Ausgewählter Auszug:
Konstantin Ziolkovski - fast tauber Vater der sowjetischen Raumfahrt |
Als sich jedoch Khomeyni an die Spitze der revolutionären Bewegung
setzte, sprengte der Rekurs zum Islam den Rahmen des Symbolischen, er wurde real.
Halluzination statt Erinnerung.
Und die Oktoberrevolution? Ausgerechnet diese, ihrem Selbstverständnis
nach marxistische Revolution, scheint ganz ohne den - nach Marx für
Revolutionen charakteristischen - Rekurs auf vergangene Epochen ausgekommen zu
sein. Man könnte hier allenfalls Lenins weltanschauliche Verankerung in den Ideen
der Narodniki anführen, Vertreter
einer literarischen und sozialrevolutionären Bewegung, die aus der Tradition russischer Bauern schöpften, und von
einer Gesellschaft abseits des westlichen Kapitalismus träumten. Aber die Ideen
der Narodniki waren zu Lebzeiten Lenins nicht wirklich tot, und mußten - im
Unterschied zu den historischen Beispielen, von denen bei Marx die Rede ist - nicht
erst wiederbelebt werden.

Zu erledigen:
• 1. Kopiere aus dem Auszug wortgetreu alles von „Halluzination statt Erinnerung.“ bis hinunter zu „erst wiederbelebt werden.“.
• 2. Gib den Absatz des Auszugs, der mit „Und die Oktoberrevolution?“ beginnt, in kürzerer Form wieder, ohne seine wichtigsten Aussagen zu verlieren.
Die Datensätze spielen hierbei keine Rolle.

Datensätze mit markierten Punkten
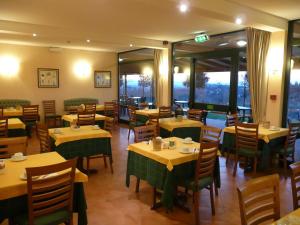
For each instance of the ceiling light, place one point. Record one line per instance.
(223, 44)
(183, 7)
(238, 21)
(241, 43)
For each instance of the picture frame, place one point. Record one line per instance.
(48, 78)
(102, 79)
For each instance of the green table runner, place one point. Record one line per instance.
(182, 132)
(157, 175)
(266, 148)
(18, 205)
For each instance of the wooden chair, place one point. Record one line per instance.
(90, 108)
(84, 118)
(108, 126)
(50, 199)
(50, 112)
(194, 114)
(204, 175)
(288, 151)
(246, 136)
(30, 117)
(44, 138)
(132, 119)
(12, 145)
(295, 183)
(164, 112)
(259, 200)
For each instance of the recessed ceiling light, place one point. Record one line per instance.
(238, 21)
(183, 7)
(241, 43)
(223, 44)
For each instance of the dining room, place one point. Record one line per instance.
(135, 112)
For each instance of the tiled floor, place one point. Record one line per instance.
(110, 202)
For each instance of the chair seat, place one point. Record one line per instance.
(202, 183)
(282, 151)
(50, 219)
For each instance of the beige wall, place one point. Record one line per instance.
(275, 63)
(24, 84)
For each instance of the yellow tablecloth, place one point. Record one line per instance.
(168, 157)
(171, 123)
(99, 107)
(10, 112)
(292, 218)
(84, 132)
(71, 117)
(149, 112)
(263, 133)
(15, 123)
(12, 186)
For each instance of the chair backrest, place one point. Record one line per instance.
(231, 120)
(165, 112)
(295, 183)
(84, 118)
(144, 133)
(259, 200)
(3, 127)
(49, 107)
(109, 124)
(30, 113)
(50, 194)
(194, 114)
(44, 138)
(292, 136)
(206, 160)
(132, 113)
(14, 144)
(246, 136)
(210, 134)
(90, 108)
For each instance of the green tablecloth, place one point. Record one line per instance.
(18, 205)
(266, 148)
(157, 175)
(83, 148)
(182, 132)
(100, 123)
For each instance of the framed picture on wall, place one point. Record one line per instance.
(102, 79)
(48, 78)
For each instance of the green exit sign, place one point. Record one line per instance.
(200, 38)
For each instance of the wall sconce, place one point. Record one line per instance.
(82, 69)
(9, 66)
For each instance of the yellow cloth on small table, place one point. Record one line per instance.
(263, 133)
(12, 186)
(84, 132)
(171, 123)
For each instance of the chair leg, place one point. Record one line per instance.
(212, 201)
(137, 186)
(196, 206)
(235, 164)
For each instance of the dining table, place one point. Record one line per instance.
(180, 127)
(13, 192)
(269, 138)
(166, 168)
(81, 142)
(69, 118)
(293, 218)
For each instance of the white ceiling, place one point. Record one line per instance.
(112, 25)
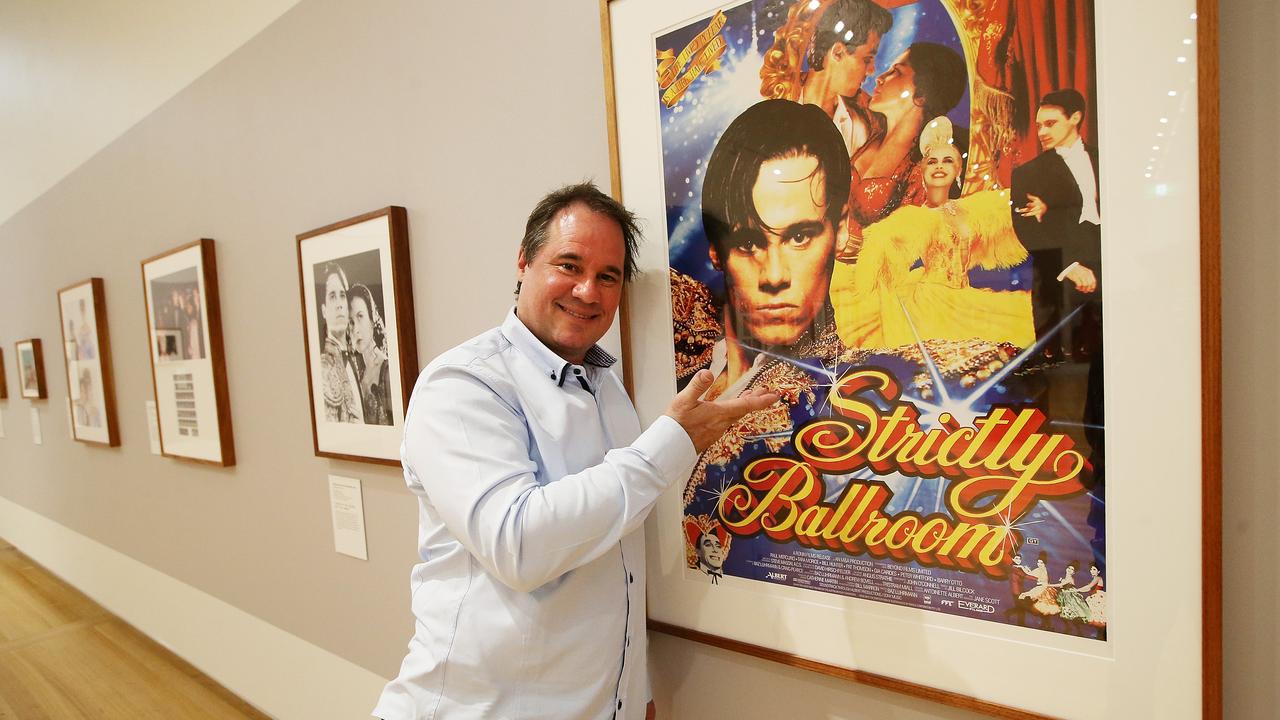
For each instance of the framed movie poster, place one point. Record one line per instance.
(31, 369)
(87, 363)
(188, 368)
(937, 229)
(361, 350)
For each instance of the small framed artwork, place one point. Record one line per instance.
(87, 361)
(357, 319)
(31, 369)
(188, 368)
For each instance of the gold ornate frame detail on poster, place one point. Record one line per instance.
(926, 507)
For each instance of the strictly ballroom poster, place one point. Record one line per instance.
(887, 213)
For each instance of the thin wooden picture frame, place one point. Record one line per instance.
(35, 376)
(91, 365)
(649, 391)
(359, 383)
(193, 370)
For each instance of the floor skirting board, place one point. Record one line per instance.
(273, 670)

Erwartete Antworten:
• 1.
Halluzination statt Erinnerung.
Und die Oktoberrevolution? Ausgerechnet diese, ihrem Selbstverständnis
nach marxistische Revolution, scheint ganz ohne den - nach Marx für
Revolutionen charakteristischen - Rekurs auf vergangene Epochen ausgekommen zu
sein. Man könnte hier allenfalls Lenins weltanschauliche Verankerung in den Ideen
der Narodniki anführen, Vertreter
einer literarischen und sozialrevolutionären Bewegung, die aus der Tradition russischer Bauern schöpften, und von
einer Gesellschaft abseits des westlichen Kapitalismus träumten. Aber die Ideen
der Narodniki waren zu Lebzeiten Lenins nicht wirklich tot, und mußten - im
Unterschied zu den historischen Beispielen, von denen bei Marx die Rede ist - nicht
erst wiederbelebt werden.

• 2. Die Oktoberrevolution verstand sich als marxistisch, scheint aber ohne den Rückgriff auf vergangene Epochen ausgekommen zu sein, den Marx für Revolutionen als typisch ansah. Allenfalls ließe sich Lenins Verankerung in den Ideen der Narodniki anführen. Diese literarische und sozialrevolutionäre Bewegung schöpfte aus der Tradition russischer Bauern und träumte von einer Gesellschaft abseits des westlichen Kapitalismus. Ihre Ideen waren zu Lenins Lebzeiten jedoch nicht tot. Anders als bei den historischen Beispielen bei Marx mussten sie daher nicht erst wiederbelebt werden.